_What the exercise asks_
Rewrite the records from the line containing "Mark one point per instance of the green" through the end of the records, replacing "market stall" with "vendor booth" and leaving everything else the same. Return only those lines.

┌────────

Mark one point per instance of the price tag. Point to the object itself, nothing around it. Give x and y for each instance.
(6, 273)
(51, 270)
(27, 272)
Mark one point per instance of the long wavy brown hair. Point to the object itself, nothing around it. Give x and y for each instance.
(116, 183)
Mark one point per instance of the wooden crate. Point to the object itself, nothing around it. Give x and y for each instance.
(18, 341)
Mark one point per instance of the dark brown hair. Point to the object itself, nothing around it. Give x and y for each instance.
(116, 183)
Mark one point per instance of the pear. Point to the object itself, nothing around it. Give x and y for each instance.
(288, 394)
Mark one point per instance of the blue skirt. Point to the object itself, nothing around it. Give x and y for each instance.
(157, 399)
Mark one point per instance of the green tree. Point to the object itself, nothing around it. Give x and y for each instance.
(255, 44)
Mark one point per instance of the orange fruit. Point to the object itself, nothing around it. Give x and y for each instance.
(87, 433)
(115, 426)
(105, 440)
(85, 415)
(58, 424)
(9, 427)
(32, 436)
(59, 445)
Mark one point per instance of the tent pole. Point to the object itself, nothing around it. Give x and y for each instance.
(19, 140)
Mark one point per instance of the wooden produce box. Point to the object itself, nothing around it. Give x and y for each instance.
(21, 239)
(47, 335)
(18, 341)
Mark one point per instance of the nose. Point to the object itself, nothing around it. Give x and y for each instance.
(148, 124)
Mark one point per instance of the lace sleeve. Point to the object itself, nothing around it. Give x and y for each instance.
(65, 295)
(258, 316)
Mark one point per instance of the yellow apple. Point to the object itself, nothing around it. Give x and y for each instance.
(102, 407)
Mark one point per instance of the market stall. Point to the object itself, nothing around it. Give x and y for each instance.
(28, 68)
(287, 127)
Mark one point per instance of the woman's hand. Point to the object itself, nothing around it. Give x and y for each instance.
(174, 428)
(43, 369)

└────────

_Solution for this problem_
Mark one point per instance of the green tree. Point to the object itself, nothing around it. Give x and y for each instance.
(255, 44)
Mark one point per instance of the orange fruit. Point to the object itself, nothing around it. Give x and y for each instance.
(87, 433)
(115, 426)
(105, 440)
(85, 415)
(58, 424)
(9, 427)
(32, 436)
(59, 445)
Mark one point per instance of the tent pole. Point to the object itself, nothing around it. Give x and y for each instance.
(19, 140)
Mark one point per instance of the wooden produce box. Point to the object itself, nothing around it. Give x and y for each instance.
(21, 239)
(47, 335)
(18, 341)
Mark one point per instance of the nose. Point to the object itself, nothing around it. Give x and y for each instance.
(148, 124)
Mark one point per instance of the lace sleeve. Point to the object itself, nothing around it. Give x and y for each instance.
(65, 295)
(258, 316)
Mark one point per instance of the yellow apple. Point to the object itself, nothing around it. Give x and y for each instance.
(102, 407)
Mark one point per instance of the vendor booth. Point to the object itself, nothing around it. Give x and y for each instance.
(28, 68)
(287, 127)
Mark one point per instance of the woman's hand. Point to the object itself, nothing around it. Give x and y for each instance.
(174, 428)
(43, 369)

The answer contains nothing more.